→ AZIONI RICHIESTE
a: Trascrivi dal brano sull'End of Waste la parte compresa tra "Dopo la famosa" e "sentenza del CdS.", estremi inclusi.
b: Secondo il brano sull'End of Waste, entro quale data va recepita la Direttiva 851?
c: Prosegui il brano sull'End of Waste a partire dalla riga successiva all'ultima riportata.

→ BRANO DA LEGGERE
- - -
Dopo la famosa sentenza del Consiglio di Stato (CdS) 28 febbraio 2018, n.1229, produttiva di una paralisi del settore del recupero per l’inibizione dell’attività autorizzatoria di individuazione dei criteri per l’End of Waste “caso per caso”, il 4 luglio 2018, mentre gli operatori del settore auspicavano un intervento legislativo volto a superare il blocco delle autorizzazioni, entrava in vigore la Direttiva 2018/851/UE, recante importanti modifiche all’art. 6 della Direttiva Quadro Rifiuti (riformulazione delle modalità di individuazione dei criteri EoW), tali da consentire il superamento dell’interpretazione restrittiva adottata dalla summenzionata sentenza del CdS.

Il termine previsto per il recepimento della Direttiva 851[1] è il 5 luglio 2020; ma l’intervento del legislatore in materia di EoW è arrivato con il Decreto “Sblocca Cantieri” (D.L. 32/2019), convertito in Legge 14 giugno 2019, n.55, che ha introdotto una nuova formulazione del comma 3 dell’art. 184-ter, D.Lgs. 152/2006 senza tener conto delle nuove disposizioni del citato art. 6 della Direttiva Quadro Rifiuti: l’attuale comma 3 dell’art. 184-ter obbliga infatti le imprese a continuare a fare riferimento, per i criteri EoW, ai parametri stabiliti nei D.M. 5 febbraio 1998, 161/2002 e 269/2005, cioè a parametri tecnici validi per gli impianti autorizzati secondo le procedure semplificate, ma insufficienti, inadeguati per quelli autorizzati in via ordinaria.

Di seguito, il nuovo comma 3 dell’art. 184-ter, D.Lgs. 152/2006.

Art. 184-ter, comma 3 (prima parte)
- - -
→ ELENCO VOCI
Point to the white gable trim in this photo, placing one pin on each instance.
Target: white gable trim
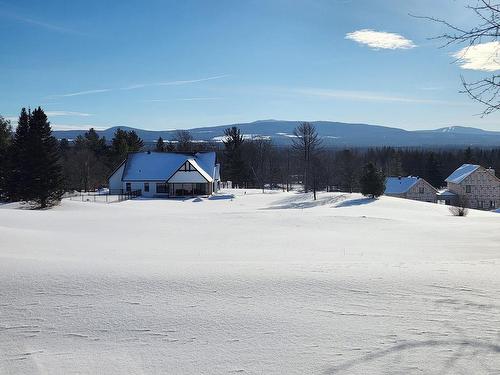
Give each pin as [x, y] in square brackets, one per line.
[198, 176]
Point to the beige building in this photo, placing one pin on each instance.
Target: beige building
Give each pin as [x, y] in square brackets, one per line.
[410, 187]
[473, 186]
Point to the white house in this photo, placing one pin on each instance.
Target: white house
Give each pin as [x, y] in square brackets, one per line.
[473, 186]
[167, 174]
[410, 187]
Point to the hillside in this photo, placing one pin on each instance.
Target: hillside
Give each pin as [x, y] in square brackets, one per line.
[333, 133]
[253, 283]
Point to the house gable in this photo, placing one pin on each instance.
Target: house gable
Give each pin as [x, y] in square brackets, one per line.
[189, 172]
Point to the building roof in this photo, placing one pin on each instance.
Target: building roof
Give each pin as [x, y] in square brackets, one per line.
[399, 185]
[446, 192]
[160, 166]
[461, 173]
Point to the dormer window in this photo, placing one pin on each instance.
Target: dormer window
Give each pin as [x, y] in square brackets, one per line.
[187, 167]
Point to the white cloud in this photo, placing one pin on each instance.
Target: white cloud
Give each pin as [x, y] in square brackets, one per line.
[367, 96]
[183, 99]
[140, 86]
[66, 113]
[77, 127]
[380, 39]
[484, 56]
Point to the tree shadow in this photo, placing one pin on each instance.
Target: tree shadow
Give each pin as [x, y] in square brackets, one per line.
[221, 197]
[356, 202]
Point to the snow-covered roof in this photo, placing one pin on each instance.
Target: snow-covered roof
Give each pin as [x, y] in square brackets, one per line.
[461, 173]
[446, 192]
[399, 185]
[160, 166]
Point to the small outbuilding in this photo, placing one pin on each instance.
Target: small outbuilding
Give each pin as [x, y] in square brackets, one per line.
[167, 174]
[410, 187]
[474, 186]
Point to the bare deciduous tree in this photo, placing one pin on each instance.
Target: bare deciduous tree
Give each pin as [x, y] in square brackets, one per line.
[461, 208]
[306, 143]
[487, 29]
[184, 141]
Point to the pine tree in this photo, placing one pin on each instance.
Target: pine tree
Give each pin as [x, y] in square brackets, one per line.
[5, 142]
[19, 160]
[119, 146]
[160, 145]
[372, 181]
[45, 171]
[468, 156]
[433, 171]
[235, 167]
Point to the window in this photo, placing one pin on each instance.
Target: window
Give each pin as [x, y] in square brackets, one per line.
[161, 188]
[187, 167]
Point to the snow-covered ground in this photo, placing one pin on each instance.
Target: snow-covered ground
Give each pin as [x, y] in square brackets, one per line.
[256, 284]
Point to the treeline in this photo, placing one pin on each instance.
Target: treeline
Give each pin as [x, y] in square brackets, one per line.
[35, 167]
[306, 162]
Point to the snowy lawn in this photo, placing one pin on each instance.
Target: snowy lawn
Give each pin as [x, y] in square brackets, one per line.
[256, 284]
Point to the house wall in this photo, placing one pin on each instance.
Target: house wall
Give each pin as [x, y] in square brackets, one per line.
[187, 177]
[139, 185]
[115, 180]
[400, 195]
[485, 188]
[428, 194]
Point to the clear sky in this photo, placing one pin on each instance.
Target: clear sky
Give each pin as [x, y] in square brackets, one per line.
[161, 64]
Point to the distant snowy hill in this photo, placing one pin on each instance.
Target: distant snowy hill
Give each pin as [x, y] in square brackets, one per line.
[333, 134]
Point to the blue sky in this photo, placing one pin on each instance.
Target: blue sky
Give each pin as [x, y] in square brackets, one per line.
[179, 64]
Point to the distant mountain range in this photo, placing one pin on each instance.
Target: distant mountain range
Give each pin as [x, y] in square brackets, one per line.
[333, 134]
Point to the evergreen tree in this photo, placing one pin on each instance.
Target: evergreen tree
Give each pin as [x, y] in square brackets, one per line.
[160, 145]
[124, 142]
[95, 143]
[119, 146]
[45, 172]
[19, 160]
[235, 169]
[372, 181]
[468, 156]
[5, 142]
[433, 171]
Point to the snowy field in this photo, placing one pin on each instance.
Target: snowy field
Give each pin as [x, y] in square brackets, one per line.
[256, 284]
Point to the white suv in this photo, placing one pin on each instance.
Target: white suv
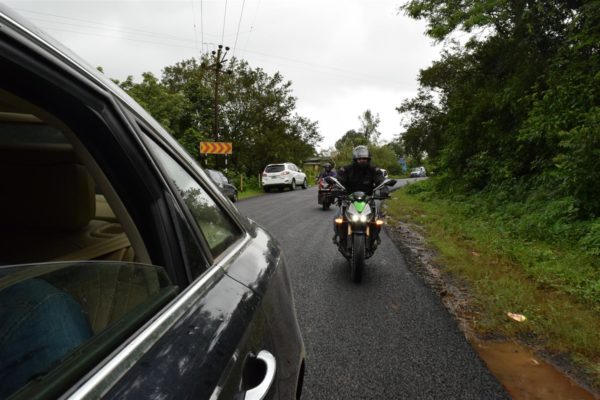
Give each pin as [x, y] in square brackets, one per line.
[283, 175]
- - -
→ RISPOSTE
a:
Dopo la famosa sentenza del Consiglio di Stato (CdS) 28 febbraio 2018, n.1229, produttiva di una paralisi del settore del recupero per l’inibizione dell’attività autorizzatoria di individuazione dei criteri per l’End of Waste “caso per caso”, il 4 luglio 2018, mentre gli operatori del settore auspicavano un intervento legislativo volto a superare il blocco delle autorizzazioni, entrava in vigore la Direttiva 2018/851/UE, recante importanti modifiche all’art. 6 della Direttiva Quadro Rifiuti (riformulazione delle modalità di individuazione dei criteri EoW), tali da consentire il superamento dell’interpretazione restrittiva adottata dalla summenzionata sentenza del CdS.

b: Entro il 5 luglio 2020.

c:
“Nelle more dell’adozione di uno o più decreti di cui al comma 2, continuano ad applicarsi, quanto alle procedure semplificate per il recupero dei rifiuti, le disposizioni di cui al decreto del Ministro dell’ambiente 5 febbraio 1998, …….., e ai regolamenti di cui ai decreti del Ministro dell’ambiente 12 giugno 2002, n. 161, e 17 novembre 2005, n. 269. Le autorizzazioni di cui agli articoli 208, 209 e 211 e di cui al titolo III -bis della parte seconda del presente decreto per il recupero dei rifiuti sono concesse dalle autorità competenti sulla base dei criteri indicati nell’allegato 1, suballegato 1, al citato decreto 5 febbraio 1998, nell’allegato 1, suballegato 1, al citato regolamento di cui al decreto 12 giugno 2002, n. 161, e nell’allegato 1 al citato regolamento di cui al decreto 17 novembre 2005, n. 269[2], per i parametri ivi indicati relativi a tipologia, provenienza e caratteristiche dei rifiuti, attività di recupero e caratteristiche di quanto ottenuto da tale attività”.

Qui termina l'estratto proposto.